## start TASK INPUTS

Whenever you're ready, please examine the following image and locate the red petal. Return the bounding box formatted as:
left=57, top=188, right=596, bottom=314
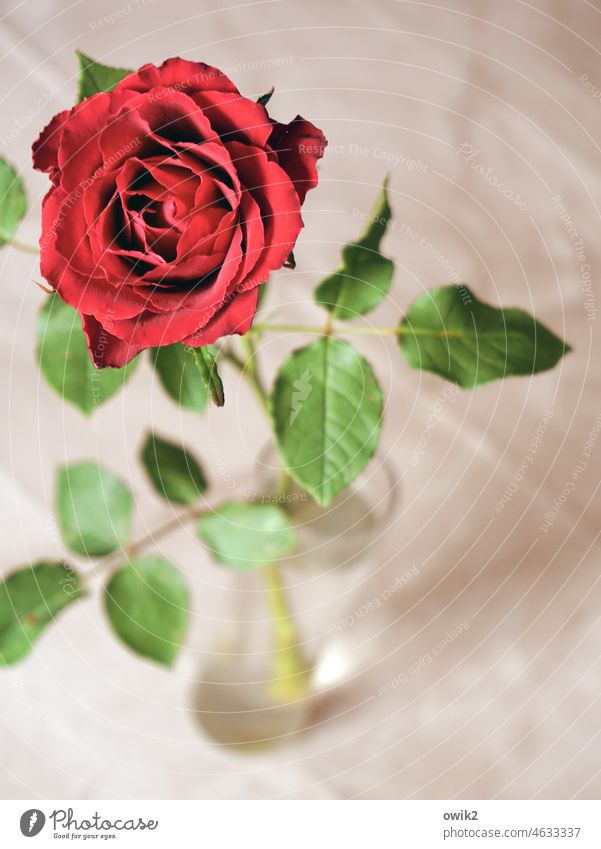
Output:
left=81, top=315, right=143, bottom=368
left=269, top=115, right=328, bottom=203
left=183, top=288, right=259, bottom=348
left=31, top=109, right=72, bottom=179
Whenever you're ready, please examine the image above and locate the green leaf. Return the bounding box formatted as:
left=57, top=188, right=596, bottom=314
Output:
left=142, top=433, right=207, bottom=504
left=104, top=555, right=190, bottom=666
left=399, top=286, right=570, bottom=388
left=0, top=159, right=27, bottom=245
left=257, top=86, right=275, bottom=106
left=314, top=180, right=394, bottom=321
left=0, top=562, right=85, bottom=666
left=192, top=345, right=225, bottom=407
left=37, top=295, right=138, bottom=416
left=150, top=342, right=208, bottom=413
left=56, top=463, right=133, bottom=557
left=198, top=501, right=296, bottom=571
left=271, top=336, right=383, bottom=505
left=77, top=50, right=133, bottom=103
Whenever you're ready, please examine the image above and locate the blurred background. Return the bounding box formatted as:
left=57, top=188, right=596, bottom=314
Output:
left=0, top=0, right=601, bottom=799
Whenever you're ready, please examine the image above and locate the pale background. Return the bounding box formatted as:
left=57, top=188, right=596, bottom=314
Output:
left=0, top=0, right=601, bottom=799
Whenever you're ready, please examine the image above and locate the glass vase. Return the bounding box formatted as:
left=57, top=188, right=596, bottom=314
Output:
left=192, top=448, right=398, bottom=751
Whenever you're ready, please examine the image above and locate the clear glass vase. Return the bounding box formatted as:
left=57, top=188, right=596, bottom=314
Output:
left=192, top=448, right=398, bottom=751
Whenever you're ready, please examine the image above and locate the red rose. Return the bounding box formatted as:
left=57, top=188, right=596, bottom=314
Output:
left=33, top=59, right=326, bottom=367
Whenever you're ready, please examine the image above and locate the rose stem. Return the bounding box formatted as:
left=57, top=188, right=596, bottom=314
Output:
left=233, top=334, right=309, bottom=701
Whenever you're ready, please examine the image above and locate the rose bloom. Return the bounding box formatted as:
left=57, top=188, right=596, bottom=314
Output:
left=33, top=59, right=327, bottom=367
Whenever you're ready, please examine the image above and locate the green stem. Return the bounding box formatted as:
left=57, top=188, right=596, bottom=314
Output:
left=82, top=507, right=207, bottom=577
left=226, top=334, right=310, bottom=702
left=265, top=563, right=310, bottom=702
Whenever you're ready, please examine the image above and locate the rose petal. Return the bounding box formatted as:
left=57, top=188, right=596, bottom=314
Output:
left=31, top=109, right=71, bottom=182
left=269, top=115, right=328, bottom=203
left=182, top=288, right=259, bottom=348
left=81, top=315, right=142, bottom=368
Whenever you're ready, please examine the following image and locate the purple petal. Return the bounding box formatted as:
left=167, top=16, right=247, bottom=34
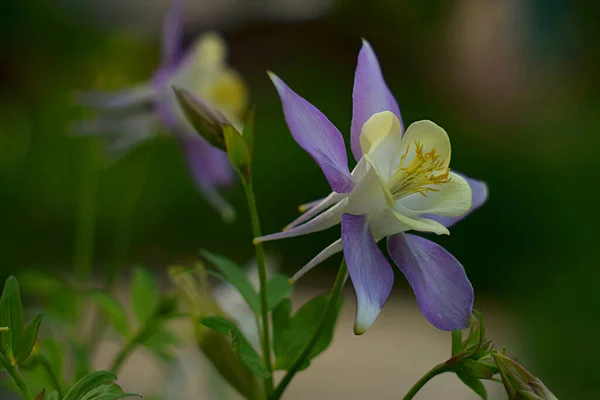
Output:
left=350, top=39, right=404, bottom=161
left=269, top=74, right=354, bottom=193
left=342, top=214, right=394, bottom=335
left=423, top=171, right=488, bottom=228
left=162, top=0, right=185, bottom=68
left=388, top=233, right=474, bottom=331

## end TASK INPUTS

AIM = Write out every line of the entries above as a JSON list of strings, one string per line, with blank lines omitted and the pictures left out.

SOLUTION TO THIS PROBLEM =
[
  "Whenever you're ready, please examine the following image and locate the red petal. Return the bounding box formatted as:",
  "left=57, top=188, right=596, bottom=314",
  "Output:",
  "left=81, top=315, right=143, bottom=368",
  "left=269, top=115, right=328, bottom=203",
  "left=183, top=288, right=259, bottom=348",
  "left=31, top=109, right=72, bottom=179",
  "Whenever you're ready, please examine the image above and locate the green leaf. Return the bounding box formatted as:",
  "left=57, top=188, right=596, bottom=314",
  "Output:",
  "left=142, top=433, right=207, bottom=504",
  "left=104, top=555, right=190, bottom=666",
  "left=399, top=286, right=570, bottom=388",
  "left=0, top=159, right=27, bottom=245",
  "left=257, top=86, right=275, bottom=106",
  "left=314, top=180, right=394, bottom=321",
  "left=0, top=562, right=85, bottom=666",
  "left=192, top=345, right=225, bottom=407",
  "left=37, top=295, right=138, bottom=416",
  "left=150, top=342, right=208, bottom=413",
  "left=56, top=463, right=133, bottom=557",
  "left=198, top=501, right=296, bottom=571",
  "left=271, top=336, right=383, bottom=505",
  "left=77, top=50, right=133, bottom=103",
  "Whenever you're ready, please examine the image above and locate the blurred background. Return the bounding box formatted as:",
  "left=57, top=188, right=596, bottom=314",
  "Output:",
  "left=0, top=0, right=601, bottom=799",
  "Whenever you're ready, please examine the image above and locate the pale background. Return the bounding box formatted as:",
  "left=57, top=188, right=596, bottom=314",
  "Output:",
  "left=0, top=0, right=601, bottom=799",
  "Whenever you're ready, please examine the image above and locate the glass vase. Return the bounding box formatted as:",
  "left=57, top=188, right=596, bottom=314",
  "Output:",
  "left=192, top=448, right=398, bottom=751",
  "Whenever you're ready, please examine the image above and locate the clear glass vase. Return the bounding box formatted as:",
  "left=57, top=188, right=596, bottom=314",
  "Output:",
  "left=192, top=448, right=398, bottom=751",
  "Whenever you're ready, please examine the image above and locate the red rose. Return the bounding box formatted as:",
  "left=57, top=188, right=596, bottom=314",
  "Output:",
  "left=33, top=59, right=326, bottom=367",
  "Whenever you're ready, please examine the image above and locate the rose stem. Return the bounding box formatted as:",
  "left=57, top=188, right=596, bottom=314",
  "Output:",
  "left=233, top=334, right=309, bottom=701",
  "Whenever you're ready, please examine the image above and locate the rose bloom. Return the bounding box formatted as:",
  "left=57, top=188, right=596, bottom=314",
  "Output:",
  "left=33, top=59, right=327, bottom=367",
  "Whenever you're ready, please examine the image above and locate the green stem. Return the bounding box formatted as:",
  "left=57, top=188, right=596, bottom=314",
  "Output:",
  "left=82, top=507, right=207, bottom=577",
  "left=226, top=334, right=310, bottom=702",
  "left=265, top=563, right=310, bottom=702",
  "Whenever you're ready, please examine the image above and locate the rose petal. Return the bounding box formatted as:",
  "left=57, top=188, right=596, bottom=314",
  "Output:",
  "left=31, top=109, right=71, bottom=182",
  "left=269, top=115, right=328, bottom=203",
  "left=182, top=288, right=259, bottom=348",
  "left=81, top=315, right=142, bottom=368",
  "Whenever you're ready, please examine the following image and locate the purple petal. Return the bounding box formatted as:",
  "left=167, top=16, right=247, bottom=34",
  "Output:",
  "left=350, top=39, right=404, bottom=161",
  "left=269, top=74, right=354, bottom=193",
  "left=342, top=214, right=394, bottom=335",
  "left=423, top=171, right=488, bottom=228",
  "left=162, top=0, right=185, bottom=68",
  "left=388, top=233, right=474, bottom=331"
]